Excerpted passage:
I’ve worked in tech. The overt bias observed in the common worker (male dominated) is palatable and is undoubtedly interjected into the work.
You’re dealing with a technology that will have an impact on everyone everywhere.
If you don’t want to include them in the development, and are unable to police yourselves on addressing the inherent biases, then I don’t think you can complain.
Bringing it back to the subject at hand: With both Google and OpenAI we've seen "machine learning fairness" initiatives that seek to counter perceived biases in results (which are biases existing in the real world and/or training material, when they're even biases at all) by adding explicitly discriminatory optimizations.
Explicit examples include OpenAI augmenting user prompts to require that the output be "black" or "female" (but not other sexes/races, and to the detriment of the results quality regardless): https://twitter.com/rzhang88/status/1549472829304741888 (also pretty ignorantly even by their own goals, considering that the change made it even more likely to produce black people for 'prisoner' or 'convict' even though it was already very likely to do so)

Data supplied:
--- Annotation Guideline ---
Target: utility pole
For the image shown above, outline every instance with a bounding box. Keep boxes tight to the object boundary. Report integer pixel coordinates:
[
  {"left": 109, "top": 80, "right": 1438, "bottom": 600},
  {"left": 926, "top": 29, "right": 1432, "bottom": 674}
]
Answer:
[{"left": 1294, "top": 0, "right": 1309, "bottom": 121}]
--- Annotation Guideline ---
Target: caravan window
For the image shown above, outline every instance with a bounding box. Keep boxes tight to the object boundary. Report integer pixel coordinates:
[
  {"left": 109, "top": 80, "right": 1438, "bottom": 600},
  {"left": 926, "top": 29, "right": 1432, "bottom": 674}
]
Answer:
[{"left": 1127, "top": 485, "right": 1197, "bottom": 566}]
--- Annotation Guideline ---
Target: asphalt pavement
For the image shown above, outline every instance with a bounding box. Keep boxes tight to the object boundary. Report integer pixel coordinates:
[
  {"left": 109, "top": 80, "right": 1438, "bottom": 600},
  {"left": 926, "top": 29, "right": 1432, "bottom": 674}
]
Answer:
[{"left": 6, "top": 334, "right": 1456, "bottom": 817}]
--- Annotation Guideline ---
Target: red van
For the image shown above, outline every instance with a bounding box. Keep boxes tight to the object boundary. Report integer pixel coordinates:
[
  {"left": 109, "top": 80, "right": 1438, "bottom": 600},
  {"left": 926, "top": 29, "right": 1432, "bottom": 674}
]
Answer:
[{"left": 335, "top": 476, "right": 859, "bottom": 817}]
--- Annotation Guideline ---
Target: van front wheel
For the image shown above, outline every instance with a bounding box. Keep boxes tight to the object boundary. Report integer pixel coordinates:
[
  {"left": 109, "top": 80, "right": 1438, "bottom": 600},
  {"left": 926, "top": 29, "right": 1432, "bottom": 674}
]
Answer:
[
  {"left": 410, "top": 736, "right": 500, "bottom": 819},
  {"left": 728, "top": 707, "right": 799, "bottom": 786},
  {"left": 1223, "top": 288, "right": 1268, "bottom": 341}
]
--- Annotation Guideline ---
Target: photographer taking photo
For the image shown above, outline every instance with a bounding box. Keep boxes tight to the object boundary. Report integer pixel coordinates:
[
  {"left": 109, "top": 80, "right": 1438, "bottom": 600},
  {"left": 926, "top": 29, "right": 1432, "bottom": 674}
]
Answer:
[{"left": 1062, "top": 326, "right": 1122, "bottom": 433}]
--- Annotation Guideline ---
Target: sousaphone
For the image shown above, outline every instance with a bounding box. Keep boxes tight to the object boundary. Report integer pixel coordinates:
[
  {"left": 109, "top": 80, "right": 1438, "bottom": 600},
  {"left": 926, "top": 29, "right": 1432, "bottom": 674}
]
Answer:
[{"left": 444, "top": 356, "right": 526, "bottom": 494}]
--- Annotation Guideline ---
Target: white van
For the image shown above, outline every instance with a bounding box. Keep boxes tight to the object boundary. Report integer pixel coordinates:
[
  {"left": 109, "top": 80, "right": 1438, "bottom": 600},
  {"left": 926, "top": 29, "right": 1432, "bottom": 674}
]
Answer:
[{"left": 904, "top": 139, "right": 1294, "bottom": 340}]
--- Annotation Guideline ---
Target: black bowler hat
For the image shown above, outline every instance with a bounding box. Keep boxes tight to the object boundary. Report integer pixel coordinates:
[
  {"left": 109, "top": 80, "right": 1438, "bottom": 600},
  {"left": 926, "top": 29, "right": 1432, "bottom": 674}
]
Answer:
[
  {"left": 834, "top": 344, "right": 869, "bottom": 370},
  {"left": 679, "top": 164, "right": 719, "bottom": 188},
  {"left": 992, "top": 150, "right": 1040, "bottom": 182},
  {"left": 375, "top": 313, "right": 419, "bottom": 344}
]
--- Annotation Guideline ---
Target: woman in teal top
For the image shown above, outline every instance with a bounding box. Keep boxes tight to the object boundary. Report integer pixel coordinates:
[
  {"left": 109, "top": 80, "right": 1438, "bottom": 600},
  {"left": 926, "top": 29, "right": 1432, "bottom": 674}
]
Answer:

Exercises:
A - In the comment on bias in AI, update the stretch starting at "You’re dealing with" and ending at "explicitly discriminatory optimizations.", with "development" swapped for "design".
B - Write what comes next in the comment on bias in machine learning, picking up right after its final sentence.

Answers to the problems:
A -
You’re dealing with a technology that will have an impact on everyone everywhere.
If you don’t want to include them in the design, and are unable to police yourselves on addressing the inherent biases, then I don’t think you can complain.
Bringing it back to the subject at hand: With both Google and OpenAI we've seen "machine learning fairness" initiatives that seek to counter perceived biases in results (which are biases existing in the real world and/or training material, when they're even biases at all) by adding explicitly discriminatory optimizations.

B -
Similarly, google image search used to return mostly white men for "CEO" which, while unfortunate, reflected the underlying material. Today, for me when I do the search every person in the first screen of results is a woman or dark skinned. A search on bing image search gives results more similar to what Google used to give: e.g. still over-representing women compared to the profession, but probably similarly to coverage on the internet. And we know from secret recordings and leaked documents that this isn't some random quirk-- it was an intentional change intended to effect positive social change.
The fact that these intentional counter biases are performed in secret, cannot be disabled by users, are inherently highly subjective, and almost inevitably reduce the quality of the results by any metric that doesn't include the social/political goals should be a concern for anyone who's only access to these powerful ML tools is remote access to a black box.
I don't want to argue that laying a thumb on content generational machine learning to produce more intersectional results is some kind of crime against humanity. It's clearly an attempt made with good intentions, but the greatest of evils are usually performed by someone with good intentions. Explicitly using adjustments which are pro some races and anti-others is something we ought to be concerned about, especially when it's done in secret and is non-optional.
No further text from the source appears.